*Exercise requirements*. Lay out the items as a two-column CSV with the header item_text,answer and one row per item, starting at the first item and ending with the line containing "xmin=407 ymin=196 xmax=470 ymax=269". Enclose each field in quotation marks and replace every line break within a field with a space.

*Entries from an annotation dataset*.
__________
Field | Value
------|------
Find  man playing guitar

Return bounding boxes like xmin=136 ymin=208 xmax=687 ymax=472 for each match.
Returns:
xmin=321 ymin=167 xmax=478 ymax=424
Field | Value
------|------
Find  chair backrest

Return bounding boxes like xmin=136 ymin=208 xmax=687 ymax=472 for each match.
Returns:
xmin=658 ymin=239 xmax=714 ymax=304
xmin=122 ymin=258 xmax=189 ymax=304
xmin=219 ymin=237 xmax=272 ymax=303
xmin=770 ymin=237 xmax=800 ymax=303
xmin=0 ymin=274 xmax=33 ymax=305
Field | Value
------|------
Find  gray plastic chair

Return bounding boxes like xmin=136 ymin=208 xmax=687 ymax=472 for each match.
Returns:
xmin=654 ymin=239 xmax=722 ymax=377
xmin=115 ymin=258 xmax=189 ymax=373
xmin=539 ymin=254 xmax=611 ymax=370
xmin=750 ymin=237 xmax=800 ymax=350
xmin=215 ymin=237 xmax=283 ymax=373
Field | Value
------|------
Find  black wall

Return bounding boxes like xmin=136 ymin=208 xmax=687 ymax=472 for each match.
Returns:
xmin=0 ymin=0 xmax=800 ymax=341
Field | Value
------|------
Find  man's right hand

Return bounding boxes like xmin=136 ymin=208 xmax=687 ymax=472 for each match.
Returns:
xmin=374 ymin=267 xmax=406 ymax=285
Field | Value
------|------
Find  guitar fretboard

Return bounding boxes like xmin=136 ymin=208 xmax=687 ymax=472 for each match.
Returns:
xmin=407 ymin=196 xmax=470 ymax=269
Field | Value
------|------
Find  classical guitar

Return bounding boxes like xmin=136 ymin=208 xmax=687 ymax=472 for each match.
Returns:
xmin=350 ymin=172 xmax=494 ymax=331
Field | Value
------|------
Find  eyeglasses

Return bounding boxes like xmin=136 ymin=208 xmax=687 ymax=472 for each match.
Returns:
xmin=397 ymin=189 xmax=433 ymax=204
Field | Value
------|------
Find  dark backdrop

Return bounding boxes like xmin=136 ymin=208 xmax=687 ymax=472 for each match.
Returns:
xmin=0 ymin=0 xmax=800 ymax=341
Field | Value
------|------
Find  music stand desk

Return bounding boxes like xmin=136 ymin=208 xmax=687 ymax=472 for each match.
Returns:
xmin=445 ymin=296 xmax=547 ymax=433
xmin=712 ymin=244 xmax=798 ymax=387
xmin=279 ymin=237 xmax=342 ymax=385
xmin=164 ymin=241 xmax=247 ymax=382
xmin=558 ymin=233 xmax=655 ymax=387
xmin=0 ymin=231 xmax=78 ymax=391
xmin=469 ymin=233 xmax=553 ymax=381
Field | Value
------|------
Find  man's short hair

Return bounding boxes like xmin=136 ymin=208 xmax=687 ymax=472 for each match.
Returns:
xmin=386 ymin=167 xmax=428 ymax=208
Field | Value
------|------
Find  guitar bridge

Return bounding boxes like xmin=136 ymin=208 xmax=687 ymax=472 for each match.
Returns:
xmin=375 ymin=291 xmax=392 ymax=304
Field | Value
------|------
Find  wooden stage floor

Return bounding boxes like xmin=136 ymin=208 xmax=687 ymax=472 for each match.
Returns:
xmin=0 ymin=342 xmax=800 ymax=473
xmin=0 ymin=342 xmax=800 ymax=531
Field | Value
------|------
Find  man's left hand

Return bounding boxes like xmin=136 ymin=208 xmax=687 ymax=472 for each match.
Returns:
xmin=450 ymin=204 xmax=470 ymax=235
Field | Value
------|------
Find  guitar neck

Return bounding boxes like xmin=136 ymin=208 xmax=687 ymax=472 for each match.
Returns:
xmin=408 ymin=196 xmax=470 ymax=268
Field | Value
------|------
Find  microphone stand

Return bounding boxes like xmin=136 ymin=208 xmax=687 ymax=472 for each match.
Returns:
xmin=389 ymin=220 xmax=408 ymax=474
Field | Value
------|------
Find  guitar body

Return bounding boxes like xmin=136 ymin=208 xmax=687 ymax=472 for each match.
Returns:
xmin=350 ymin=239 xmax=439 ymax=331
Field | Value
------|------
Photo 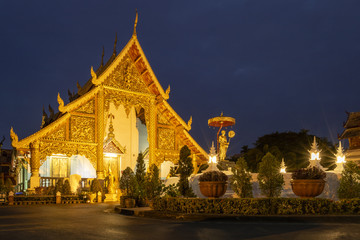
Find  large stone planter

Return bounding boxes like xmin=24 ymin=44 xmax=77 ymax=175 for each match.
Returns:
xmin=199 ymin=182 xmax=227 ymax=198
xmin=125 ymin=198 xmax=135 ymax=208
xmin=291 ymin=179 xmax=325 ymax=198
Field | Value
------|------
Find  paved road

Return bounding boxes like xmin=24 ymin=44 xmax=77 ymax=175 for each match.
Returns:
xmin=0 ymin=204 xmax=360 ymax=240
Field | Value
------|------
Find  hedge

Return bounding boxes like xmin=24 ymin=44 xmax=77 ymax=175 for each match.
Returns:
xmin=154 ymin=198 xmax=360 ymax=216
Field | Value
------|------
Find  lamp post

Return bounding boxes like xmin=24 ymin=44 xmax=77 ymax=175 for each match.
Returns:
xmin=309 ymin=136 xmax=324 ymax=170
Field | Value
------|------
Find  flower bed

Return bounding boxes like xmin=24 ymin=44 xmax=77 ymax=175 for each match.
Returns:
xmin=154 ymin=198 xmax=360 ymax=216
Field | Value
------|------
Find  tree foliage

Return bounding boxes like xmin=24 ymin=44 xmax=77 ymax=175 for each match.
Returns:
xmin=90 ymin=178 xmax=102 ymax=195
xmin=145 ymin=164 xmax=162 ymax=200
xmin=233 ymin=130 xmax=336 ymax=172
xmin=135 ymin=153 xmax=146 ymax=201
xmin=178 ymin=145 xmax=195 ymax=197
xmin=55 ymin=179 xmax=64 ymax=194
xmin=120 ymin=167 xmax=137 ymax=197
xmin=230 ymin=158 xmax=253 ymax=198
xmin=61 ymin=179 xmax=71 ymax=195
xmin=338 ymin=162 xmax=360 ymax=199
xmin=258 ymin=152 xmax=285 ymax=197
xmin=0 ymin=178 xmax=5 ymax=193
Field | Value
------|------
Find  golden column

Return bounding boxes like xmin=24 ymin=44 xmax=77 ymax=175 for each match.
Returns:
xmin=30 ymin=140 xmax=40 ymax=189
xmin=96 ymin=86 xmax=104 ymax=179
xmin=149 ymin=98 xmax=157 ymax=166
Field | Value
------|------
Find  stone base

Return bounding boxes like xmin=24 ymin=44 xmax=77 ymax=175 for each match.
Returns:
xmin=30 ymin=176 xmax=40 ymax=190
xmin=104 ymin=193 xmax=119 ymax=202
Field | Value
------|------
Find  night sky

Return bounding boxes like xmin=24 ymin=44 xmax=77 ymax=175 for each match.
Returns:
xmin=0 ymin=0 xmax=360 ymax=154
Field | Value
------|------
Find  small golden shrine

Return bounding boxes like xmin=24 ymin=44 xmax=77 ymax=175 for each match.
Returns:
xmin=10 ymin=14 xmax=208 ymax=189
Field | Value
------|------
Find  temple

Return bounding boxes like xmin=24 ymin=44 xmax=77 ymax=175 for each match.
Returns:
xmin=339 ymin=112 xmax=360 ymax=164
xmin=10 ymin=16 xmax=208 ymax=191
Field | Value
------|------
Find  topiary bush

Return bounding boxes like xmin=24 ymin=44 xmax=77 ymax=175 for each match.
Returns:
xmin=291 ymin=166 xmax=326 ymax=180
xmin=199 ymin=171 xmax=228 ymax=182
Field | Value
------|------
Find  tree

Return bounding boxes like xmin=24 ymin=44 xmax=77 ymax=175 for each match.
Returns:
xmin=120 ymin=167 xmax=137 ymax=198
xmin=178 ymin=145 xmax=195 ymax=197
xmin=61 ymin=179 xmax=71 ymax=195
xmin=230 ymin=158 xmax=253 ymax=198
xmin=338 ymin=162 xmax=360 ymax=199
xmin=258 ymin=153 xmax=285 ymax=197
xmin=0 ymin=178 xmax=5 ymax=193
xmin=145 ymin=164 xmax=162 ymax=200
xmin=135 ymin=153 xmax=146 ymax=201
xmin=90 ymin=178 xmax=102 ymax=197
xmin=233 ymin=129 xmax=335 ymax=172
xmin=55 ymin=179 xmax=64 ymax=194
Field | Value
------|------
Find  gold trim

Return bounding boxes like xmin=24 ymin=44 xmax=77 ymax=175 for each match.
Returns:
xmin=10 ymin=113 xmax=71 ymax=148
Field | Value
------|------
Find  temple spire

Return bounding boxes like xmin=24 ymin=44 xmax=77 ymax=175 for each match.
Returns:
xmin=113 ymin=33 xmax=117 ymax=56
xmin=133 ymin=9 xmax=138 ymax=36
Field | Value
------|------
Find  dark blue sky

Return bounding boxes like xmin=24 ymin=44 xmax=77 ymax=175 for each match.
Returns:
xmin=0 ymin=0 xmax=360 ymax=156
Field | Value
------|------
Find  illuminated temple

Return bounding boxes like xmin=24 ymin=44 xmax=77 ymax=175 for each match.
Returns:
xmin=10 ymin=16 xmax=207 ymax=191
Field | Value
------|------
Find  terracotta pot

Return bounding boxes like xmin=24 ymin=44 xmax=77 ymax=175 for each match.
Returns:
__________
*The reply*.
item_text,answer
"Field | Value ------|------ Find  man playing guitar Return bounding boxes like xmin=136 ymin=208 xmax=687 ymax=472 for each match. Returns:","xmin=321 ymin=167 xmax=478 ymax=424"
"Field | Value ------|------ Find  chair backrest Return bounding boxes like xmin=136 ymin=208 xmax=687 ymax=472 for each match. Returns:","xmin=658 ymin=239 xmax=714 ymax=304 xmin=122 ymin=258 xmax=189 ymax=304 xmin=219 ymin=237 xmax=272 ymax=303 xmin=770 ymin=237 xmax=800 ymax=303 xmin=0 ymin=274 xmax=33 ymax=305"
"Field | Value ------|------ Find  gray plastic chair Return bounding boxes like xmin=136 ymin=208 xmax=687 ymax=472 for each match. Returns:","xmin=654 ymin=239 xmax=722 ymax=377 xmin=115 ymin=258 xmax=189 ymax=373 xmin=539 ymin=254 xmax=611 ymax=370 xmin=750 ymin=237 xmax=800 ymax=350 xmin=215 ymin=237 xmax=283 ymax=373"
"Field | Value ------|------ Find  black wall Return bounding boxes like xmin=136 ymin=208 xmax=687 ymax=472 for each match. Returns:","xmin=0 ymin=0 xmax=800 ymax=341"
"Field | Value ------|------ Find  man's right hand Return bounding boxes like xmin=136 ymin=208 xmax=687 ymax=472 for each match. Returns:","xmin=374 ymin=267 xmax=406 ymax=285"
"Field | Value ------|------ Find  guitar fretboard Return bounding boxes like xmin=136 ymin=208 xmax=687 ymax=472 for each match. Returns:","xmin=407 ymin=196 xmax=470 ymax=269"